■ **What you need to do**:
1: Answer these questions using the text about women and heart attacks below.
(a) What program does Dr. Susan Bennett direct?
(b) What kind of disease does Wood call more challenging to diagnose and treat?
(c) Which two procedure risks does Bennett name as examples?
2: Does each statement agree with the text about women and heart attacks below? Answer yes or no and quote the words that decide it.
(a) Women are less likely than men to have heart attacks without tight blockages in the arteries.
(b) Bennett said it is unclear why women have higher rates of serious side effects from procedures.
(c) Physicians tend to be more eager to operate on elderly women who have the "fragility factor."
3: Rewrite the paragraph of the text about women and heart attacks that begins "Dr. Susan Bennett, director of" in fewer words, keeping its main facts.

"This leads to later presentation with heart attack and slower recognition by care providers," said Wood. "Often the damage to the heart muscle has been done once women present."
"Also, women are more likely than men to have heart attacks without tight blockages in the arteries," she continued. "This small vessel disease is more challenging to diagnose and treat."
Dr. Susan Bennett, director of the GW Women's Heart Program at George Washington University, said physicians often see an elderly woman who has the "fragility factor," and, as a consequence, tend to be more reluctant to operate on them.
"What is really worth thinking about is that women have a lot more risk with procedures than men, such as bleeding, kidney failure," continued Bennett, who said it is unclear why women have higher rates of these serious side effects.
"And in my mind there should be much more attention paid to knowing why women have more drug or procedural risks, and what can be done to minimize it so that she can obtain the same degree of overall benefit," Bennett said.

■ **Data section**:
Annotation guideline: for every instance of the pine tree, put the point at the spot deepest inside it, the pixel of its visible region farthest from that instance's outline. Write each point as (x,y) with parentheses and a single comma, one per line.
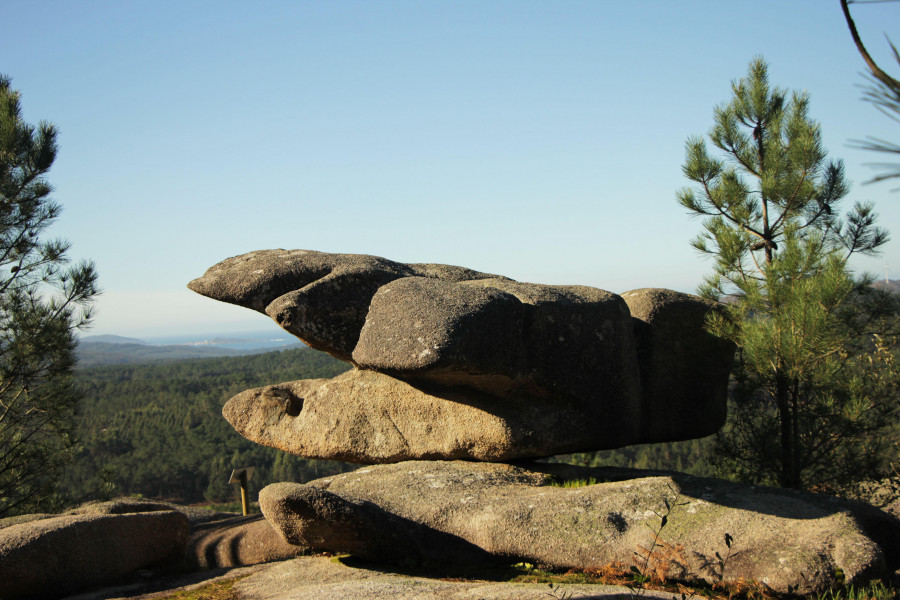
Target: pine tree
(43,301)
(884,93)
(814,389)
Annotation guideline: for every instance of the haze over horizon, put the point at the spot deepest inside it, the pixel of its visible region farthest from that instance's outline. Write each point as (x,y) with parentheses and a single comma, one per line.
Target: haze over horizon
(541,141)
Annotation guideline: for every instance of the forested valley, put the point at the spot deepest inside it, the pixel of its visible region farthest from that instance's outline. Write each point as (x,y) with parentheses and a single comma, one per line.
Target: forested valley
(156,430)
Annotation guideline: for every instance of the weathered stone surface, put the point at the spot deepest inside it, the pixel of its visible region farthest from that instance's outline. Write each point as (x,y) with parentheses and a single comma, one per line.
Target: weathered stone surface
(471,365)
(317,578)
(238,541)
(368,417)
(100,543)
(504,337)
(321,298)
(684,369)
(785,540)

* * *

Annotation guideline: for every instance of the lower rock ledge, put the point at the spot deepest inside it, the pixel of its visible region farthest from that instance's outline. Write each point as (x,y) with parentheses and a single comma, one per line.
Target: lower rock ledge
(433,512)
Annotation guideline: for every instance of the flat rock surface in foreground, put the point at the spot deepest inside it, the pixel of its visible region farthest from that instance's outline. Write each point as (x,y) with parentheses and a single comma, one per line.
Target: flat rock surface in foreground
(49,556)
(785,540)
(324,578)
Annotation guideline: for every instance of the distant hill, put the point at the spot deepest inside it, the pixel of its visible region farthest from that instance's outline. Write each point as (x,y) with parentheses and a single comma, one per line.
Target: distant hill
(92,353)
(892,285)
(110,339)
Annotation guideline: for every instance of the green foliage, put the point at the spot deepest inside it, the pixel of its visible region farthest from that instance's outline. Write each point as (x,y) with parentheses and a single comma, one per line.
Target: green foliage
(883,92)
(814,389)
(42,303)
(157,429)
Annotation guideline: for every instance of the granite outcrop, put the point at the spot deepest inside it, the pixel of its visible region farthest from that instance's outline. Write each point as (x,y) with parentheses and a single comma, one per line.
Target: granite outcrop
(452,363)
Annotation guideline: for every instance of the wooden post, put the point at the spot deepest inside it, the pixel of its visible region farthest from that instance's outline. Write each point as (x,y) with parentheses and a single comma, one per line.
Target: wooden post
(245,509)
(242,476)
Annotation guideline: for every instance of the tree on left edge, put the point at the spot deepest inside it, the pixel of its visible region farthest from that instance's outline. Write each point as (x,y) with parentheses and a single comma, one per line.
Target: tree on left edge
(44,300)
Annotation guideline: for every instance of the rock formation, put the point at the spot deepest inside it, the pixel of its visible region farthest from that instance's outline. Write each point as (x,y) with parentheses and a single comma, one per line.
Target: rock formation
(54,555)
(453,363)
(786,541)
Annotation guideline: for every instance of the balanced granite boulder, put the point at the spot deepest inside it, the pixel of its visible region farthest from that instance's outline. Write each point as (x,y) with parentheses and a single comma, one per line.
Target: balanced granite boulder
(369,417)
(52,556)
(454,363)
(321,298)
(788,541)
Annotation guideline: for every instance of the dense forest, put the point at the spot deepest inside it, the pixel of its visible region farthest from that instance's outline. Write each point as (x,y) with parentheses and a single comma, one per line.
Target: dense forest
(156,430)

==

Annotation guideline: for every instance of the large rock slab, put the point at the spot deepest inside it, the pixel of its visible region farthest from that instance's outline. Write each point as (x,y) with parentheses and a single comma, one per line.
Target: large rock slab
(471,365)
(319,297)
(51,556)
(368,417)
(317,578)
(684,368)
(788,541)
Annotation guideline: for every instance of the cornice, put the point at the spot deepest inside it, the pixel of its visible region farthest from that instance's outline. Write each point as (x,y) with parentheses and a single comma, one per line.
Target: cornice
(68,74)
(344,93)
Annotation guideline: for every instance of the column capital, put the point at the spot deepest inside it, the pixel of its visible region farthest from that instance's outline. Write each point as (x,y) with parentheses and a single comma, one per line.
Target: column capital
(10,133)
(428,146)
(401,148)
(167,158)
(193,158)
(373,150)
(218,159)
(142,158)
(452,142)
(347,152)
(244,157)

■ **Outputs in order**:
1:
(a) The GW Women's Heart Program at George Washington University.
(b) Small vessel disease.
(c) Bleeding and kidney failure.

2:
(a) No: "women are more likely than men to have heart attacks without tight blockages in the arteries"
(b) Yes: "who said it is unclear why women have higher rates of these serious side effects"
(c) No: "tend to be more reluctant to operate on them"

3: Dr. Susan Bennett, who directs the GW Women's Heart Program at George Washington University, said doctors often see elderly women with the "fragility factor" and so are more reluctant to operate on them.